Description of the task
Reproduce every line of the entries below verbatim, but leave the pictures out.

Stored records
..............................

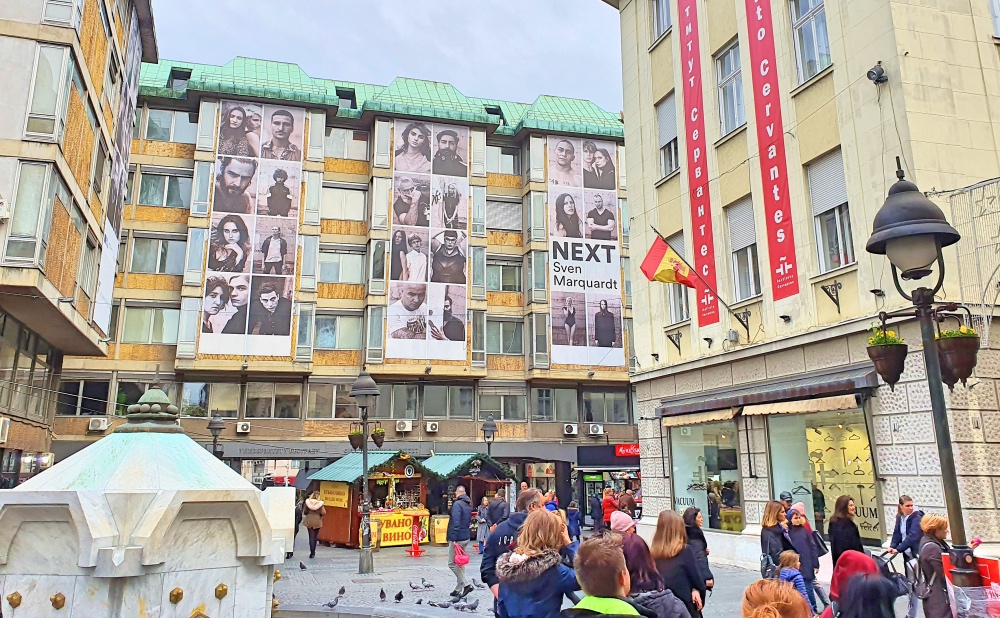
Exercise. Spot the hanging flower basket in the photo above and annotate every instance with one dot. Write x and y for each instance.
(357, 439)
(958, 352)
(888, 353)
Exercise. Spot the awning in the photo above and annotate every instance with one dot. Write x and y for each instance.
(699, 417)
(847, 381)
(820, 404)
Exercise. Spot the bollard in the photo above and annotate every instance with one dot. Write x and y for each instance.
(415, 531)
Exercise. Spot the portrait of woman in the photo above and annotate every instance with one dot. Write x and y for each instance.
(603, 176)
(230, 246)
(567, 217)
(397, 255)
(216, 298)
(236, 132)
(414, 152)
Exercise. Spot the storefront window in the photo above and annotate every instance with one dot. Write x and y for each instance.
(832, 460)
(706, 473)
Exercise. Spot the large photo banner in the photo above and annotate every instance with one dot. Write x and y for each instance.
(584, 253)
(250, 272)
(429, 246)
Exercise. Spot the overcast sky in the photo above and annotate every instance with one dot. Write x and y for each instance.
(513, 50)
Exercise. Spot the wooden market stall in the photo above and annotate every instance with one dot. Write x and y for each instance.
(398, 487)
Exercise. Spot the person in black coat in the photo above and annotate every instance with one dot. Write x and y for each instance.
(843, 531)
(459, 534)
(675, 562)
(774, 531)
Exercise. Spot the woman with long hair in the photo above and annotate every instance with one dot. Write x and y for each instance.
(216, 298)
(569, 320)
(397, 256)
(774, 531)
(532, 577)
(230, 245)
(567, 217)
(603, 176)
(675, 562)
(843, 531)
(414, 153)
(693, 522)
(234, 136)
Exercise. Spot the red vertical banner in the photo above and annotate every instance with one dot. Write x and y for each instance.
(771, 150)
(694, 128)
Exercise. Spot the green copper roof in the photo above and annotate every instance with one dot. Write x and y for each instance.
(264, 79)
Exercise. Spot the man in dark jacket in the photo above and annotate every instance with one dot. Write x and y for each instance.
(458, 533)
(499, 509)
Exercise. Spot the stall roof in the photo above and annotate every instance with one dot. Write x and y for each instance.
(348, 468)
(447, 465)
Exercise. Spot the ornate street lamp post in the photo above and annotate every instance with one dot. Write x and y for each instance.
(366, 393)
(215, 426)
(489, 432)
(910, 230)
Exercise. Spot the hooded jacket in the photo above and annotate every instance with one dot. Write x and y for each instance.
(533, 586)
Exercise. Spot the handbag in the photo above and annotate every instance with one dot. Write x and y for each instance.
(461, 558)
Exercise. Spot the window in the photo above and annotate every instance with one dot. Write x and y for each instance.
(828, 194)
(49, 96)
(162, 190)
(267, 400)
(555, 404)
(330, 401)
(812, 45)
(504, 216)
(338, 332)
(503, 277)
(706, 472)
(504, 337)
(730, 89)
(677, 295)
(341, 267)
(666, 125)
(83, 397)
(150, 325)
(503, 160)
(743, 246)
(502, 407)
(158, 256)
(661, 17)
(605, 407)
(164, 125)
(448, 401)
(343, 204)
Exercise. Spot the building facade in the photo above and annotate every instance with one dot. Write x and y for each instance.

..............................

Exercise answer
Exercise. Spot the hanging flower basket in the photo above and annotate every instance with one dot. Write x and y for each instance.
(357, 439)
(958, 352)
(888, 353)
Exercise. Spot the awning in the photo above and annotate every instance with one dot. Write x and y for each instance.
(699, 417)
(847, 381)
(820, 404)
Exercise. Spot the bollard in the photo above and annotate every instance with one dot. Write x and y for each instance.
(415, 531)
Exercise. Spot the portrait of woman in the photo above and annotate every instance with one dot. Write x and y for each instance.
(603, 176)
(230, 246)
(567, 217)
(397, 255)
(216, 298)
(236, 132)
(414, 152)
Exercise. Spot the storefront window in the photo above and annotate every instance with one dot. Write x and y for each instance.
(832, 460)
(706, 473)
Exercise. Spot the large photo banner in the photo above and annotate every instance with one dot. Write x and y for each instance.
(584, 253)
(250, 272)
(429, 246)
Exercise. Spot the overcast sky in the photo above and annotate every instance with one dot. Write x and y for each instance.
(513, 50)
Exercise. Spot the wooden market stall in the photo above and annotate every instance with one dot. Write x and y for each instance.
(398, 487)
Exercise. Spot the person in black coat in the photo above and annotate every instance with one dot. Write x and y for each instance.
(843, 531)
(459, 534)
(675, 562)
(774, 531)
Exercise. Spot the woman with long hair in the photo above and annotate every instance with one dot. Write x and y for each instance.
(216, 298)
(569, 320)
(397, 256)
(774, 531)
(532, 577)
(230, 245)
(567, 217)
(603, 176)
(675, 562)
(843, 531)
(414, 153)
(693, 522)
(234, 136)
Exercise. Spot the red vertical banner in the photo above and annotate every instance with one dot. Write x and y for each instance.
(771, 150)
(694, 128)
Exercise. Spot the green copper roof in the photo above and annotate every instance with one dot. Write x and y for each instance.
(264, 79)
Exercise. Spot the man in dark jacket in the photo above and annotate every instance with one dot. Write x and y for each instance.
(458, 533)
(499, 509)
Exercise. Spot the stall roof in the photo above and annotate every instance with one dot. Write x and y for each instance.
(348, 468)
(447, 465)
Exercise. Spot the ornate street lamp post in the photo above and annotate every instance with one dot. Write x and y for each instance.
(366, 393)
(215, 426)
(489, 432)
(910, 230)
Exercise. Spot the hooded jacket in the photo above and annotate every instance with one dot. Write x and y for each instance.
(533, 586)
Exercise. Spot the handbag in the photo above and annotate every instance with one dot. Write x and y for each instance.
(461, 558)
Exercise. Spot the window in the photo above and annotate every instance with one dot. Write x and y for each instance.
(828, 194)
(49, 96)
(162, 190)
(267, 400)
(555, 404)
(330, 401)
(812, 45)
(504, 216)
(338, 332)
(503, 277)
(706, 472)
(504, 337)
(730, 89)
(677, 295)
(341, 267)
(666, 125)
(83, 397)
(150, 325)
(503, 160)
(743, 246)
(502, 407)
(158, 256)
(661, 17)
(605, 407)
(164, 125)
(448, 401)
(343, 204)
Exercise. Spot the building facade in the photo above and annotate every instance with one dot. Write x and y for each instance.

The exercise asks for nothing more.